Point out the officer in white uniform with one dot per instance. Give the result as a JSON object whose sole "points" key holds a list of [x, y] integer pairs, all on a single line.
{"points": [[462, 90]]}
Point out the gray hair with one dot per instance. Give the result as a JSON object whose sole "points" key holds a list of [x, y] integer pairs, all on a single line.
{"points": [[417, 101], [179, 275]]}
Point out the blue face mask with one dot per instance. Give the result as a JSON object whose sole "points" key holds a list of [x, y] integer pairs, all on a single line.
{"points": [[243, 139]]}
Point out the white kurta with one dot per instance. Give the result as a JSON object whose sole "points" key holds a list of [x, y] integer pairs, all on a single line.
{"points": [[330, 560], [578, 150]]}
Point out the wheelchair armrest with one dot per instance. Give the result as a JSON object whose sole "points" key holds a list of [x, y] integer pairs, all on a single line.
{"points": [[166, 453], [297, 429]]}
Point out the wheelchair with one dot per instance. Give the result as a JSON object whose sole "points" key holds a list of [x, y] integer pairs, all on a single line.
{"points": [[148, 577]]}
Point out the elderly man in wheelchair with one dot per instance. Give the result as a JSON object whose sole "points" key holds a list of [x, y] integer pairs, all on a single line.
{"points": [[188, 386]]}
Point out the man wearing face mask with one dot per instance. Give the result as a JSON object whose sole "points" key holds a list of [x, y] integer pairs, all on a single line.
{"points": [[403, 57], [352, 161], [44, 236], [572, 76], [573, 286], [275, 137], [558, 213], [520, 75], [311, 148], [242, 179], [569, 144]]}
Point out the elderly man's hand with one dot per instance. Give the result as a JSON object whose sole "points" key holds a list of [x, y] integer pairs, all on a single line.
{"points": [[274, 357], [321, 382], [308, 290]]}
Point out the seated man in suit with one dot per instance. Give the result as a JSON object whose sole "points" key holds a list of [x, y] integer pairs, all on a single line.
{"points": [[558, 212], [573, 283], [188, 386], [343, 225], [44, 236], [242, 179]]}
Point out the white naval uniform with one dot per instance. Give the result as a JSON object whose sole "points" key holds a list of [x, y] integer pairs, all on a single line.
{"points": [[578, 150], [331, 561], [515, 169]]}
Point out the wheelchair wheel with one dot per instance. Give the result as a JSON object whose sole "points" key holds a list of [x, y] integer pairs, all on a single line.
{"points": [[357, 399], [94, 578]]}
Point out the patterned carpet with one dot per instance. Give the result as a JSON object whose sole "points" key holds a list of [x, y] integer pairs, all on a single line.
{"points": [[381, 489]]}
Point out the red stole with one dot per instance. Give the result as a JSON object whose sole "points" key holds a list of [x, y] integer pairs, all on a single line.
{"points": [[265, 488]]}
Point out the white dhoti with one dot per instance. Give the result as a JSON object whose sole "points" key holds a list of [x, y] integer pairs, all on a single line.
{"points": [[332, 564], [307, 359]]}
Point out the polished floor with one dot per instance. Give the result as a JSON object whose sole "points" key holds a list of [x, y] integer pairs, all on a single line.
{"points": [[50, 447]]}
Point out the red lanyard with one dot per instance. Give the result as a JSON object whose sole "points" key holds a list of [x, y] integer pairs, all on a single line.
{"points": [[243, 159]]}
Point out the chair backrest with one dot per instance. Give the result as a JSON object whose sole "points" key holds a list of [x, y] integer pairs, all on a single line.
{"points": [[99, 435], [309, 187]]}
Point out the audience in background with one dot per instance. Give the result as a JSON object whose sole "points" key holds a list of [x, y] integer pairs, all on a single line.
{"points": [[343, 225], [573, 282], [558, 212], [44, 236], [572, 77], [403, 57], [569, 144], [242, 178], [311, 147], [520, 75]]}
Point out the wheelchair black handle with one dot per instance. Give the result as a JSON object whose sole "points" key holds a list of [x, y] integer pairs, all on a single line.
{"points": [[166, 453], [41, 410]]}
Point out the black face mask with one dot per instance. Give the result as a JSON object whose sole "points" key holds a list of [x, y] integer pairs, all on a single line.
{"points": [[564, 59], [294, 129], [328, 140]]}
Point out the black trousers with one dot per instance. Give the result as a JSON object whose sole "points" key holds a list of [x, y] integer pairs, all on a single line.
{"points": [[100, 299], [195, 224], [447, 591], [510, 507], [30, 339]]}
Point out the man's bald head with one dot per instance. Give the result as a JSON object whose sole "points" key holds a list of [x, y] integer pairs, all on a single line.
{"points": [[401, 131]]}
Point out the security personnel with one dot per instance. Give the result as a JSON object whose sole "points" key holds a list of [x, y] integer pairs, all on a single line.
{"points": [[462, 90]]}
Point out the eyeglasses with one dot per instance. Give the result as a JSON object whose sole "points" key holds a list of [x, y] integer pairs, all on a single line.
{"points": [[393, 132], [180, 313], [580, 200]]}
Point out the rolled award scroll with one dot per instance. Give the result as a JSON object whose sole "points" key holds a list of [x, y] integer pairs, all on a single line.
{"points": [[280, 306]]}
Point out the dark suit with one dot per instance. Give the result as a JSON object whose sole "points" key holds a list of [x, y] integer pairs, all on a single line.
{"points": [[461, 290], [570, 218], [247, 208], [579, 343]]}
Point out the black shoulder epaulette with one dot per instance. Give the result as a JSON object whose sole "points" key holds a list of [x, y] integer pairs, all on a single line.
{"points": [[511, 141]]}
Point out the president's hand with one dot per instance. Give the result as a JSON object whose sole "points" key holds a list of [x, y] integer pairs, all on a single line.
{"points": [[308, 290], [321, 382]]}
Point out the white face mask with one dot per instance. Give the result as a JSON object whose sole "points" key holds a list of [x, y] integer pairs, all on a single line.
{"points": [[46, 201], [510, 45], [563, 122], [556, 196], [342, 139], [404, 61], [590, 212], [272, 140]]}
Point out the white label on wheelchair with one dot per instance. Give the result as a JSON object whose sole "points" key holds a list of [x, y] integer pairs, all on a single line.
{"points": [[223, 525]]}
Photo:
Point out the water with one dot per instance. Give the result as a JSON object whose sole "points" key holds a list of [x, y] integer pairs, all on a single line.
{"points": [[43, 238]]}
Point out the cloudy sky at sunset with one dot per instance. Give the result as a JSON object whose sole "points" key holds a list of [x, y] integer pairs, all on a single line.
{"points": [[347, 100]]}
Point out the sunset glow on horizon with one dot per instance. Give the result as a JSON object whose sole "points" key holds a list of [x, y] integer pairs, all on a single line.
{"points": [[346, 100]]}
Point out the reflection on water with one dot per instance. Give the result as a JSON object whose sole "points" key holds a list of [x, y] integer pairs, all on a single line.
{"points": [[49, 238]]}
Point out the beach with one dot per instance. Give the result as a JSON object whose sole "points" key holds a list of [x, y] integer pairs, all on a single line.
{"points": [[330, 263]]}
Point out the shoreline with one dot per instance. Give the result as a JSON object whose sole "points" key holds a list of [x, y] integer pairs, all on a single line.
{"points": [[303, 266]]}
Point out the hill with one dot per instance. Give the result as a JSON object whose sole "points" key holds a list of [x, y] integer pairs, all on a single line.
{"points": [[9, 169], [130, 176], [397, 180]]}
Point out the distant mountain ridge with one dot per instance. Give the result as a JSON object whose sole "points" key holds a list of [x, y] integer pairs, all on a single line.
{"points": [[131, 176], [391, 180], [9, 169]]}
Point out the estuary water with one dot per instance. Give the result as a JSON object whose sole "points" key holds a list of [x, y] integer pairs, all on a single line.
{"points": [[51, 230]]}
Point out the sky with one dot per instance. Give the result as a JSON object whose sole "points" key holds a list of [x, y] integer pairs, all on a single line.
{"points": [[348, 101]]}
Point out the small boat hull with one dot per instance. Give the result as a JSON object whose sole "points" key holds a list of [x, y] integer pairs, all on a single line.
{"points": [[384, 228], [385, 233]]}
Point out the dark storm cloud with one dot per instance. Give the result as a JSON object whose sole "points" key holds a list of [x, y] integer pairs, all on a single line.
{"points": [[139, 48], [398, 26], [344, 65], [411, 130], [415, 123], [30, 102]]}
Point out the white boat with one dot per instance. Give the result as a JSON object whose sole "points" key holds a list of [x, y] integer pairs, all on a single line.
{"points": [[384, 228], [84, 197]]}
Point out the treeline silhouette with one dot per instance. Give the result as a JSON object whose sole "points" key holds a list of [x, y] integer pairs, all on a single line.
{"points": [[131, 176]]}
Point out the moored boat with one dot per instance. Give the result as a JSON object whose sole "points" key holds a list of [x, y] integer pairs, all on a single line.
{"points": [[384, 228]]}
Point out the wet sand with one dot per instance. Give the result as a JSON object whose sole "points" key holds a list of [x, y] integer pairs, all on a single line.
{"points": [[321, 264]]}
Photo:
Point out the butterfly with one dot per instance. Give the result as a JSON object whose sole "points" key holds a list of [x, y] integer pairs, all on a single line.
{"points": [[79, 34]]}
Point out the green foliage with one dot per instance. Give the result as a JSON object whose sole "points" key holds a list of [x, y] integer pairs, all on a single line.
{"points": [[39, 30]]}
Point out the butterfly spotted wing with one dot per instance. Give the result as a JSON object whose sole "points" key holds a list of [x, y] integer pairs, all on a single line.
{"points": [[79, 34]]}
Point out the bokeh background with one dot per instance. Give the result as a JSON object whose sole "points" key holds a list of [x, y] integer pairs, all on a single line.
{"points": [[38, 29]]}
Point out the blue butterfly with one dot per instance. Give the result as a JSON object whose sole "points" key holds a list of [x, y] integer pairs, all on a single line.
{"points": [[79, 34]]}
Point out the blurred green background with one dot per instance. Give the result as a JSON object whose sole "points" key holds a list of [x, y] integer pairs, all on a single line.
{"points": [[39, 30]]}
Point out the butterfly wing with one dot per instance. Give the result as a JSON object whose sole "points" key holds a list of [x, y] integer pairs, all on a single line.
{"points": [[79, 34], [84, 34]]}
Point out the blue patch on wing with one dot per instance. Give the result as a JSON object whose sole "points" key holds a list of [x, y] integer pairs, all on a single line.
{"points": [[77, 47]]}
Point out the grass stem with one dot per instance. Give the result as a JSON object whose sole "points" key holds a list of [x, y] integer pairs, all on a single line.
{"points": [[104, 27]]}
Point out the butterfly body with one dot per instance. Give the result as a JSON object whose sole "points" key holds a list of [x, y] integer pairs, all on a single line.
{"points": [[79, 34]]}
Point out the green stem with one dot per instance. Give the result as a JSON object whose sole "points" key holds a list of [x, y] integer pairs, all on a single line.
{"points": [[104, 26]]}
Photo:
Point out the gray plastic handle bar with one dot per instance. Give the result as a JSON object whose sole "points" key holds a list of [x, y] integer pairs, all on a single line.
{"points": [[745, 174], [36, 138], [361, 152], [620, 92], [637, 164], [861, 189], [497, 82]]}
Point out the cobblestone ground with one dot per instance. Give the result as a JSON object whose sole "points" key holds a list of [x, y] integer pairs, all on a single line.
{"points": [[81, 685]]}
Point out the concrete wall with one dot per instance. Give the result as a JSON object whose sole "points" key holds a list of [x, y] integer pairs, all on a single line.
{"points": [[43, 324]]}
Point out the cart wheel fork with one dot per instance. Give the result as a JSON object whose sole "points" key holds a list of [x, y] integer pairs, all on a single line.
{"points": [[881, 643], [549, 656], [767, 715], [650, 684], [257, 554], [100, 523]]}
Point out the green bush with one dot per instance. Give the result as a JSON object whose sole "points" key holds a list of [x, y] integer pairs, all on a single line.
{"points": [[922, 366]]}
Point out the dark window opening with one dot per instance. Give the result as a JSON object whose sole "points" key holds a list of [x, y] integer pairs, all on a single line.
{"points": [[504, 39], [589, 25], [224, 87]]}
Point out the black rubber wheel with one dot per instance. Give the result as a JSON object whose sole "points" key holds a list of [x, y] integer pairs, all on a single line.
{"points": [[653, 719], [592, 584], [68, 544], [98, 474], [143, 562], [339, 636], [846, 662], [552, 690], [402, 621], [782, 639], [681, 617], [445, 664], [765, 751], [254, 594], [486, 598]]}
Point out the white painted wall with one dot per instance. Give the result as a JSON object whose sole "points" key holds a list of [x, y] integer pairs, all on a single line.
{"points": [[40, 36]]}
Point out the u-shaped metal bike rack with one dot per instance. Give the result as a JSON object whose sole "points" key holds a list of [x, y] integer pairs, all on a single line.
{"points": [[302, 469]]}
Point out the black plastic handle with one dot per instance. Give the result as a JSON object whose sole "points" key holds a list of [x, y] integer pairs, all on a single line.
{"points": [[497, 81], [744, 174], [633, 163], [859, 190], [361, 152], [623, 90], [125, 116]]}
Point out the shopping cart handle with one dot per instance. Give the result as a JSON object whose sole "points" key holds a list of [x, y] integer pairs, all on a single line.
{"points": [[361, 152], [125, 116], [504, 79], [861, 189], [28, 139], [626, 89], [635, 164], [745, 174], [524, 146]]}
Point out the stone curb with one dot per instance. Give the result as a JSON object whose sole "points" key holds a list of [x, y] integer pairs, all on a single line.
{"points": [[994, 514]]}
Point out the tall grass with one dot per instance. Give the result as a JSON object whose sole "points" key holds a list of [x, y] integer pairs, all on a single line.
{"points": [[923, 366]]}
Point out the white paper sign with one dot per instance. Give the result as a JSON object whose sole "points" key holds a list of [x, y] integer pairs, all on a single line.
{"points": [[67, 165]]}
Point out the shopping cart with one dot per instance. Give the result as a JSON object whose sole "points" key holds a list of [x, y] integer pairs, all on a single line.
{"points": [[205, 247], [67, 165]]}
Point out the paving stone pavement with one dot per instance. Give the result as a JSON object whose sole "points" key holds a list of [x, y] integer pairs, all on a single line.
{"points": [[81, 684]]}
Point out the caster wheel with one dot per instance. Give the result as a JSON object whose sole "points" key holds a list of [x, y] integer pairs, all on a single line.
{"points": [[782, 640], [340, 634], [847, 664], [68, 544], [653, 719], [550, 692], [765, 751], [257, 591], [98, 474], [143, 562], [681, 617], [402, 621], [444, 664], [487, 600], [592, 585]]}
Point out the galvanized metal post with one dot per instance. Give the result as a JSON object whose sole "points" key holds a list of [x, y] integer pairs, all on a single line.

++++++++++++++++++++

▶ **Task description**:
Copy out, exactly as written, the line that contains "Point out the caster" along with every line that comes after it in the material above, and nothing else.

▶ **Solution for this task**:
Point out the caster wheel with one dot per instance. Give the result as a JSON object whose sole "points" key holds a list of [x, y] integer pairs, all on a single line.
{"points": [[782, 640], [340, 634], [847, 664], [68, 544], [653, 719], [550, 692], [765, 751], [257, 591], [98, 474], [143, 562], [681, 617], [402, 621], [444, 664], [487, 600], [592, 585]]}
Point out the galvanized metal post with one dot per instance. Give the result as a JSON object whose sole "points" key holds a list of [x, y] integer pairs, all on a single line.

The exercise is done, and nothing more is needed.